**演習課題**.
1. この日記に登場する家族を、筆者本人を除いて、筆者から見た続柄ですべて挙げよ。
2. この日記の一部を引用せよ。「夫と二人暮らし、コロナ自粛す」を含む箇所から始め、「娘は息子より6年先に生まれている。」まで書き写して終えること。

珊瑚の時々お絵かき日記

夫と二人暮らし、コロナ自粛するうちに気がついたら中国ドラマのファンになっていました。

母の入院 7

2014年08月12日 | 母のこと

先々週息子が帰って来てくれて、母も喜んでいたようだったけれど、

母が息子を憶えていたことが、私も嬉しかった。

先週は娘が帰って来てくれた。

娘は息子より6年先に生まれている。

自然、孫としては娘のほうが馴染が深い。

成人式の着物も母が買ってくれた。

母が元気な頃も帰省する度を訪ねてくれた。

 

娘を連れて病院へ行ってみると、母は胸の静脈から点滴を入れる処置をしているそうで、

ベッドにいなかった。

毎日針を刺すのは苦痛だろうと、針を入れっぱなしにするのだそうだ。

15分くらいで戻りますよということだったけれど、帰ってこない。

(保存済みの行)
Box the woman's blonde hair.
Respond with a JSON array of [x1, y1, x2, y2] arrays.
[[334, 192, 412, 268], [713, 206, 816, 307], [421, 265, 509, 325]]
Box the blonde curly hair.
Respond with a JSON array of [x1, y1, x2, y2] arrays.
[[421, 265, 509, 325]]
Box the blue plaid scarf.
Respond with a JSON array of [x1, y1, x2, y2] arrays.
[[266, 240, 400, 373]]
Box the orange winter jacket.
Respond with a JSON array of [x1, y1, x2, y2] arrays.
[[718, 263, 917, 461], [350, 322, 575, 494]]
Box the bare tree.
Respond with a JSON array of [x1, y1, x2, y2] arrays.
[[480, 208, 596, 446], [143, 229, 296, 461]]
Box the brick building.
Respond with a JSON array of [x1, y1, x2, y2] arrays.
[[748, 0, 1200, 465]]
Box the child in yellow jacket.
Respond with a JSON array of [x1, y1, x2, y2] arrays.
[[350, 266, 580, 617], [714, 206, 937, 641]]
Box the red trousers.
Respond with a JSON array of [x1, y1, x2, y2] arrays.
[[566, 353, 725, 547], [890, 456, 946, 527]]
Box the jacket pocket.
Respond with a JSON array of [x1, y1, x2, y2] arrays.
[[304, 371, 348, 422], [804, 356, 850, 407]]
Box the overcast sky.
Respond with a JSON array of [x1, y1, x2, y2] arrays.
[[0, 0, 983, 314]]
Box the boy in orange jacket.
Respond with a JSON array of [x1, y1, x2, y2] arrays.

**課題ごとの結果**.
1. 夫、母、息子、娘

2.
夫と二人暮らし、コロナ自粛するうちに気がついたら中国ドラマのファンになっていました。

母の入院 7

2014年08月12日 | 母のこと

先々週息子が帰って来てくれて、母も喜んでいたようだったけれど、

母が息子を憶えていたことが、私も嬉しかった。

先週は娘が帰って来てくれた。

娘は息子より6年先に生まれている。